— Start Material —
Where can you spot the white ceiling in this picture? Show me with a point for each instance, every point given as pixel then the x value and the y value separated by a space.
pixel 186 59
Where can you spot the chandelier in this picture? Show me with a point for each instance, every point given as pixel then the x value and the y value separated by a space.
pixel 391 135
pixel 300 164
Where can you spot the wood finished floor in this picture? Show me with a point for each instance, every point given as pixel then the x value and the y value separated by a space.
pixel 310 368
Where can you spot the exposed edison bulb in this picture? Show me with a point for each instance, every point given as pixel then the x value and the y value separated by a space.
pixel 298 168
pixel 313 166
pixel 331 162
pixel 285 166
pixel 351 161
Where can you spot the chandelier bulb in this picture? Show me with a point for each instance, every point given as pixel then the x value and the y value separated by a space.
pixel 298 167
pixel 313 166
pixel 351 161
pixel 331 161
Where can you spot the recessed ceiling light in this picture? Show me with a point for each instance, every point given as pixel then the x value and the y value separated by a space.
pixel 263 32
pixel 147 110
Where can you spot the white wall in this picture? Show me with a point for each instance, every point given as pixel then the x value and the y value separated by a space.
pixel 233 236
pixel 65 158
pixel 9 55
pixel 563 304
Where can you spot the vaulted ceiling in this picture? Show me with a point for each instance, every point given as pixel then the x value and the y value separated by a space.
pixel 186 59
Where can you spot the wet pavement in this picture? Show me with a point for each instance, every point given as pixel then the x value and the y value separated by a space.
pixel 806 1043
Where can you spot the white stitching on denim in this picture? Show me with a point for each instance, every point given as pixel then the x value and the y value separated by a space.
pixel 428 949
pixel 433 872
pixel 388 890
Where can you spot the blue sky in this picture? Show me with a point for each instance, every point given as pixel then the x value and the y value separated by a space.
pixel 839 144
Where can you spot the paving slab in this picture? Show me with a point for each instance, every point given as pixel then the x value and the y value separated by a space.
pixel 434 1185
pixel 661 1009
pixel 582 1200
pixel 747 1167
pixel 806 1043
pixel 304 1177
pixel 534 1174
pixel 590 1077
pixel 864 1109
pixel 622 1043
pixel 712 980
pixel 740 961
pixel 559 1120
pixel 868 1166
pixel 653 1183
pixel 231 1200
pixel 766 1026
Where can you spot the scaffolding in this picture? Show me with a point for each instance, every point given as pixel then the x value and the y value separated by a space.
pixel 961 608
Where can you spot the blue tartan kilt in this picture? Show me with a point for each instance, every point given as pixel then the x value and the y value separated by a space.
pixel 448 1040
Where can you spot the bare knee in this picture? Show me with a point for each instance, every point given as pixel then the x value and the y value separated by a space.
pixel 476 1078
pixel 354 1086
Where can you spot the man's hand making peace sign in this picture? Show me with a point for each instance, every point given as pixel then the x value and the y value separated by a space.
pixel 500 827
— End Material —
Brief = Copy all of the records above word for word, keeping every line in its original order.

The solution =
Where can you spot the white ceiling in this picture? Show me with a point for each instance, every point given as pixel then the x value and the y value separated by a space.
pixel 186 59
Where can you spot the chandelier in this picture? Show me with a point for each instance, every point given as pixel then the x value and the y value separated by a space.
pixel 391 135
pixel 300 164
Where can you spot the wood finished floor in this picture? Show me with a point for each instance, every point given as pixel then the x value and the y value separated by a space.
pixel 310 368
Where can you spot the exposed edison bulb in this picture? Show me with a point for each instance, every point given as pixel then the x value and the y value separated by a space.
pixel 298 168
pixel 313 166
pixel 331 162
pixel 285 166
pixel 351 161
Where can you spot the chandelier bulb in this picture? Show me with a point for each instance, every point given as pixel then the x value and the y value separated by a space.
pixel 298 167
pixel 313 166
pixel 351 161
pixel 331 161
Where can you spot the recessed ceiling light in this picture? Show me with a point for each instance, every point given as pixel then the x value and the y value separated by a space.
pixel 263 32
pixel 147 110
Where can you spot the white wall in this picture? Show me with a point for each instance, every point given as pixel then the x value and the y value separated by a space.
pixel 233 236
pixel 65 158
pixel 9 55
pixel 563 304
Where can you spot the vaulted ceiling in this picture? Show me with a point for each instance, every point given as pixel then the x value and the y value separated by a space.
pixel 186 59
Where can you spot the wet pavement in this picture? Show me with a point for each instance, every point given as pixel then the x value and the y value separated by a space.
pixel 806 1043
Where can you spot the white stitching on denim in this picture? Show me with a point for each instance, every point given as pixel then the x value and the y value separated by a space.
pixel 428 949
pixel 433 872
pixel 388 890
Where can you spot the blue sky in this picture? Show me with a point for each instance, every point given as pixel then the x value and the y value separated by a space.
pixel 839 144
Where can you spot the paving slab in this picture? Show me with a point for each instance, every point given as pixel then the x value and the y value separated by a space.
pixel 434 1185
pixel 661 1009
pixel 582 1200
pixel 747 1167
pixel 806 1043
pixel 304 1177
pixel 534 1174
pixel 590 1077
pixel 864 1109
pixel 622 1043
pixel 712 980
pixel 740 961
pixel 559 1120
pixel 868 1166
pixel 653 1183
pixel 231 1200
pixel 766 1026
Where can you spot the scaffolding in this picture? Show me with a point for each instance, every point given as pixel then the x value and the y value separated by a space.
pixel 961 608
Where can you spot the blue tartan kilt in this picture? Show me with a point for each instance, every point given as pixel then the x value and the y value separated by a space.
pixel 448 1040
Where can you spot the bare knee in this picture? Show me with a point for each instance, every point given as pixel then the x value and the y value separated by a space.
pixel 476 1078
pixel 354 1086
Where can you spot the man's hand making peace sign in this picture? Show me with a point for each instance, every point given as pixel then the x value and the y value separated by a space.
pixel 500 827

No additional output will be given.